WHAT YOU ARE ASKED TO DO: All that is wanted is an exact copy of the lines below, starting at the one that contains "Pin every instance of the hazy" and running to the end.

DATA EXTRACTS:
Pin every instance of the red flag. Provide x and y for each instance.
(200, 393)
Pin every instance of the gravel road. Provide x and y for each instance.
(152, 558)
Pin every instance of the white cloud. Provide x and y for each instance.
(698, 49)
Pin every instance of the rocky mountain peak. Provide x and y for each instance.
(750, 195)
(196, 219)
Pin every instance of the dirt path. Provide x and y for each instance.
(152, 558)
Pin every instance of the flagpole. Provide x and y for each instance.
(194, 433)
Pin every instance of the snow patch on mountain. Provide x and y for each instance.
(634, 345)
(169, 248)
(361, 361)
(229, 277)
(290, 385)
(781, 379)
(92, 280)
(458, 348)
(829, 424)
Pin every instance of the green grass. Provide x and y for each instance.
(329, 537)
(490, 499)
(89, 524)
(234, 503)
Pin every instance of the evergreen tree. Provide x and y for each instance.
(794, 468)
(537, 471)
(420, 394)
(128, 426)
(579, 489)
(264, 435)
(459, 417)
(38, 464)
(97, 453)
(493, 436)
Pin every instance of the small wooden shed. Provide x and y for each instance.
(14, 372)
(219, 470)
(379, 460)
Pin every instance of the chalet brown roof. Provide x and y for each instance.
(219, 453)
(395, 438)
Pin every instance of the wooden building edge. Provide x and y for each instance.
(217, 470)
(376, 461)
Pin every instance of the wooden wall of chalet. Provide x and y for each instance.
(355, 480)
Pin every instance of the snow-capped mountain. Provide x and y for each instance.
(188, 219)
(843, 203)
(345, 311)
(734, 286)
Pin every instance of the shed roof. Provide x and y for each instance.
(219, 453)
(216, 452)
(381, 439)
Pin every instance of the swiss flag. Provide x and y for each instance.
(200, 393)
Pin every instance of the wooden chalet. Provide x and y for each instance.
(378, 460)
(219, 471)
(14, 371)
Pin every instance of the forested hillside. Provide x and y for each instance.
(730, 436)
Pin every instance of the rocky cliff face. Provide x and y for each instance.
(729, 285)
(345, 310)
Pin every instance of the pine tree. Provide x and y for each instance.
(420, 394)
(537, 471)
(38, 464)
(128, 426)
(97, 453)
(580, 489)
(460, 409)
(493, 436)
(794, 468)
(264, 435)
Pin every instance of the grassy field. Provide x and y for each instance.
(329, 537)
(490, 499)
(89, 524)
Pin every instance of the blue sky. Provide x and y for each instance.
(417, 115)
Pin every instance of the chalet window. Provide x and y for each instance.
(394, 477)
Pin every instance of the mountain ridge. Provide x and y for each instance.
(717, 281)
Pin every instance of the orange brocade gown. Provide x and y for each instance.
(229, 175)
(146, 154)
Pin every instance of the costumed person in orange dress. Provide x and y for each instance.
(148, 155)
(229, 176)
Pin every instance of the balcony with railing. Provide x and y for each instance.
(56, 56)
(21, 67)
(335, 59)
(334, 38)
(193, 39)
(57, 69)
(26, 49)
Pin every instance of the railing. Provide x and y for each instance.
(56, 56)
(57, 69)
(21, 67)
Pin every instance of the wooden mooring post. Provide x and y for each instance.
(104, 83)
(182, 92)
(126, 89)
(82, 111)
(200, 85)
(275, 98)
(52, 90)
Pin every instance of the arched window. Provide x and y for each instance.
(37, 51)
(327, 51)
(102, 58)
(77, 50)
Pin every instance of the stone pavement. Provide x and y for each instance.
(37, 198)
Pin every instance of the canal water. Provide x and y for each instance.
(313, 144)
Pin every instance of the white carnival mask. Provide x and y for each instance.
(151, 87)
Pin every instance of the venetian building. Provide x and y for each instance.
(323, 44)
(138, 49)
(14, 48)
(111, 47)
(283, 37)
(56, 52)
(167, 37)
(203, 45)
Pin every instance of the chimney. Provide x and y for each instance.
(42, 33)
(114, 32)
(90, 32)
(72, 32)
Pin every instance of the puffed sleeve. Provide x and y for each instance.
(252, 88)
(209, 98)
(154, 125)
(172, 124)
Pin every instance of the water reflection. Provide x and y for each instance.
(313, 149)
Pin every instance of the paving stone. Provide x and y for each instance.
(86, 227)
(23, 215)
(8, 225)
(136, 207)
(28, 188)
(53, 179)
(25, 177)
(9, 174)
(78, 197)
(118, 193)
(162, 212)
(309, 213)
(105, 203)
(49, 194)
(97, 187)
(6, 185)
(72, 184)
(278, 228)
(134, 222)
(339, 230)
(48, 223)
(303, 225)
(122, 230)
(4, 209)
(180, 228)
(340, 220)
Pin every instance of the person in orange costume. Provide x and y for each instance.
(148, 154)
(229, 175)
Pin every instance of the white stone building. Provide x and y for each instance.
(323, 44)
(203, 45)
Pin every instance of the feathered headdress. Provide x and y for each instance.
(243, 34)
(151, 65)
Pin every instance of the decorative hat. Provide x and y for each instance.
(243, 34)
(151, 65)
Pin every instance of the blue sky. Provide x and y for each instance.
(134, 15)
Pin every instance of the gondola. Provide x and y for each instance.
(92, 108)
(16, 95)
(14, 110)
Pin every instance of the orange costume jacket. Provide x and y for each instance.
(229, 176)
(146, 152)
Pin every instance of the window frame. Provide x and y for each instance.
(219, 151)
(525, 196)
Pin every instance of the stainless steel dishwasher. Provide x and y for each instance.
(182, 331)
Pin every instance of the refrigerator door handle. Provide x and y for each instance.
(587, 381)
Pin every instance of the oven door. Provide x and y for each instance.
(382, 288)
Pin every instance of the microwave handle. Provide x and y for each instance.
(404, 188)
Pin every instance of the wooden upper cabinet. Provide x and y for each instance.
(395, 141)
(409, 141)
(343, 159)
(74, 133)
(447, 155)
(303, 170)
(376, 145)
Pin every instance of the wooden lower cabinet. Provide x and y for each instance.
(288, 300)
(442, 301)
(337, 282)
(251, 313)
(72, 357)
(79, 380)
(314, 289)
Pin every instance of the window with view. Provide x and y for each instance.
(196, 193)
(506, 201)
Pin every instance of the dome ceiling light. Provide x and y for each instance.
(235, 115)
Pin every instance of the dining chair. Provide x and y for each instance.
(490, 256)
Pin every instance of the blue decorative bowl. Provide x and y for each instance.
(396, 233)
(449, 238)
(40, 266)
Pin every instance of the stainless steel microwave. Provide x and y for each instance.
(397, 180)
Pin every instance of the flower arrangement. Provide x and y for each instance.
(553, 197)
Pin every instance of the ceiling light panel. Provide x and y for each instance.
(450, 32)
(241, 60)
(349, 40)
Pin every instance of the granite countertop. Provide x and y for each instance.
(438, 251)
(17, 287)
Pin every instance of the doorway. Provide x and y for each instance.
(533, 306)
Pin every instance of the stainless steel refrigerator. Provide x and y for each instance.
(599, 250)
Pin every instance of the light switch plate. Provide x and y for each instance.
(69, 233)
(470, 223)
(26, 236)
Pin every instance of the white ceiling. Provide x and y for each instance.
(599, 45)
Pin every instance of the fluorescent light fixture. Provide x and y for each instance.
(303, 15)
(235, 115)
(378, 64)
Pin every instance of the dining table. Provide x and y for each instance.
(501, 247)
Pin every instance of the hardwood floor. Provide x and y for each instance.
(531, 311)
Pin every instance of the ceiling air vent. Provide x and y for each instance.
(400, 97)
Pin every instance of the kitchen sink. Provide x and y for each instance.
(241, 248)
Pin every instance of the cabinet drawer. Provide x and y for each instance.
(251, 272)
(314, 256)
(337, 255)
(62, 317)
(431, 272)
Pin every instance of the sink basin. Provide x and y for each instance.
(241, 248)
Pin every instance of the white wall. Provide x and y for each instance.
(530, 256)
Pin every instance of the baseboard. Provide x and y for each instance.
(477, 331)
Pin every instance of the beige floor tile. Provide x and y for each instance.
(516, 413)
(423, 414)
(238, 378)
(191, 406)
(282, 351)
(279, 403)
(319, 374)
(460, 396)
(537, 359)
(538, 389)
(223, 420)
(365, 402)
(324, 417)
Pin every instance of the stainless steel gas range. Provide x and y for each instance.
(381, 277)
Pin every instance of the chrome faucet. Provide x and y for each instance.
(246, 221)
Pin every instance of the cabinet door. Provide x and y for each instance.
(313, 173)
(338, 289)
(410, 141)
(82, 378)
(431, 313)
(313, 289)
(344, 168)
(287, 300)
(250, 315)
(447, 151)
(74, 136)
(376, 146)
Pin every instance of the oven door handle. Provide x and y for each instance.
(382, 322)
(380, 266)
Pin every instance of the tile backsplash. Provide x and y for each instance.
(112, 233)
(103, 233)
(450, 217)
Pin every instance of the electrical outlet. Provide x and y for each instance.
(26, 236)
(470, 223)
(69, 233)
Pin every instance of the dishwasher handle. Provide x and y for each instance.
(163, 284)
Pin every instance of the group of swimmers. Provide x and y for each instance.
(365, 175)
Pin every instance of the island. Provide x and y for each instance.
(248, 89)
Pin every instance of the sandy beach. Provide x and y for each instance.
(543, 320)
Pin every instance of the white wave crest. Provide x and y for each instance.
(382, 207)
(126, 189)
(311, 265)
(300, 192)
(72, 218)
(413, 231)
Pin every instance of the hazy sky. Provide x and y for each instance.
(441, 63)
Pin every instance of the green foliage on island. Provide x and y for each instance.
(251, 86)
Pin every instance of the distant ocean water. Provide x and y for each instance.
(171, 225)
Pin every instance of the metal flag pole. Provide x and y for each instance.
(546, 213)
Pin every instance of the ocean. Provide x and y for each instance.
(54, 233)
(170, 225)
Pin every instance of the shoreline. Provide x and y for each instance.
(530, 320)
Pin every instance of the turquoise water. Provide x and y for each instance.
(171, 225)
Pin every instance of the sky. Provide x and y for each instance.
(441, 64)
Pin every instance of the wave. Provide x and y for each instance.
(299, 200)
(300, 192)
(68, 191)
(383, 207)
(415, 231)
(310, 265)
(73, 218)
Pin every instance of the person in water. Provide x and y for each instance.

EXPECTED ANSWER:
Pin every instance of the hazy sky. Provide x and y for each instance.
(441, 63)
Pin every instance of the green foliage on island. Provide x and y for each instance.
(251, 86)
Pin every instance of the distant ocean water. Provide x and y for each instance.
(171, 225)
Pin every instance of the metal flag pole. Provide x and y for each instance.
(546, 213)
Pin every instance of the ocean. Provide x and y for each instance.
(54, 233)
(170, 225)
Pin every instance of the shoreline. Provide x and y for each instance.
(530, 320)
Pin every instance of the turquoise water. Provide x and y for each instance.
(171, 225)
Pin every instance of the sky. Provide x and y for each instance.
(441, 64)
Pin every instance of the wave. Provide x and y for each instance.
(299, 200)
(300, 192)
(68, 191)
(383, 207)
(415, 231)
(310, 265)
(73, 218)
Pin every instance of the person in water. Provide x and y for each instance.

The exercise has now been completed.